[PAGE TEXT]
────────────────────────────────────────
# A Simple AirWire G3/Phoenix P8 Battery Conversion



## rhyman (Apr 19, 2009)

I have just posted a "how-to" article on my web site about doing an Airwire G3 / Phoenix P8 battery conversion to a Bachmann Rail Truck. The full article is at: Link to Article


----------



## Greg Elmassian (Jan 3, 2008)

Very nice Bob... question, why did you spray with the primer, just for looks under the tarp? 

Greg


----------



## Dick413 (Jan 7, 2008)

I like it Bob nice. have you tried rule 17 I think it would look good on that old tk. with a gen.?
Dick


----------



## rhyman (Apr 19, 2009)

Greg,
The primer on the electronics is just to disguise it under the tarp. You can see under it from the sides and back. Initially, I was going to leave the tarp off and just put stakes in the stake pockets, but even with the paint, it didn't look right to me.

Dick,
I played around with Rule 17, but I couldn't figure out how to just apply it to the headlamps and leave the tail lamp on at full brilliance.


----------



## Dick413 (Jan 7, 2008)

Bob old cars and tk. with gen. all the lights wood dim at idle because the gen would not put out any power 
Dick


----------



## Paul Burch (Jan 2, 2008)

Bob, 
You are right about the lights. I don't see anyway to have the headlight dim with rule 17 and leave the tail lights on bright with just F0 (CV60). Easily done if you wanted to put the tail lights on their own function key and use one of the ELITE outputs.


----------
────────────────────────────────────────
[DATA BLOCK]
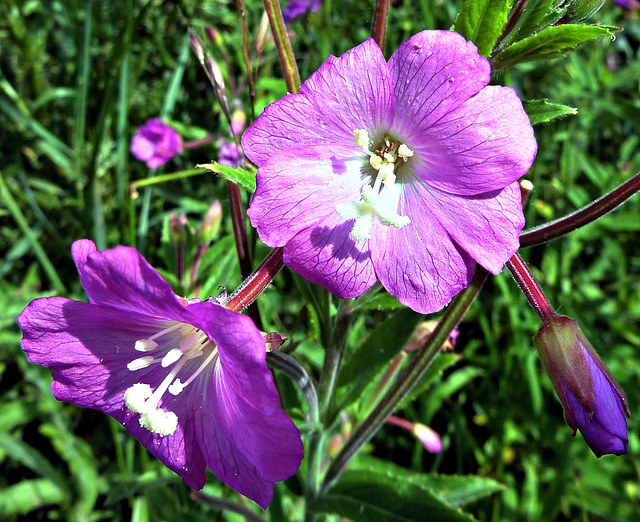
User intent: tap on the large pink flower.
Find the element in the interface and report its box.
[242,31,536,313]
[18,240,303,508]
────────────────────────────────────────
[TASK SET]
[1] Return the passage of the battery conversion thread from "I have just" up to and including "(Jan 3, 2008)".
[2] List the usernames of everyone who posts in the battery conversion thread, giving each name once.
[3] Answer these questions from the battery conversion thread:
(a) Why was primer sprayed on the electronics?
(b) What does Paul Burch say the tail lights could be put on?
(c) What date appears on Dick413's posts?

[ANSWERS TO THE EXERCISE]
[1]
I have just posted a "how-to" article on my web site about doing an Airwire G3 / Phoenix P8 battery conversion to a Bachmann Rail Truck. The full article is at: Link to Article


----------



## Greg Elmassian (Jan 3, 2008)

[2]
rhyman
Greg Elmassian
Dick413
Paul Burch

[3]
(a) To disguise the electronics under the tarp.
(b) Their own function key, using one of the ELITE outputs.
(c) Jan 7, 2008.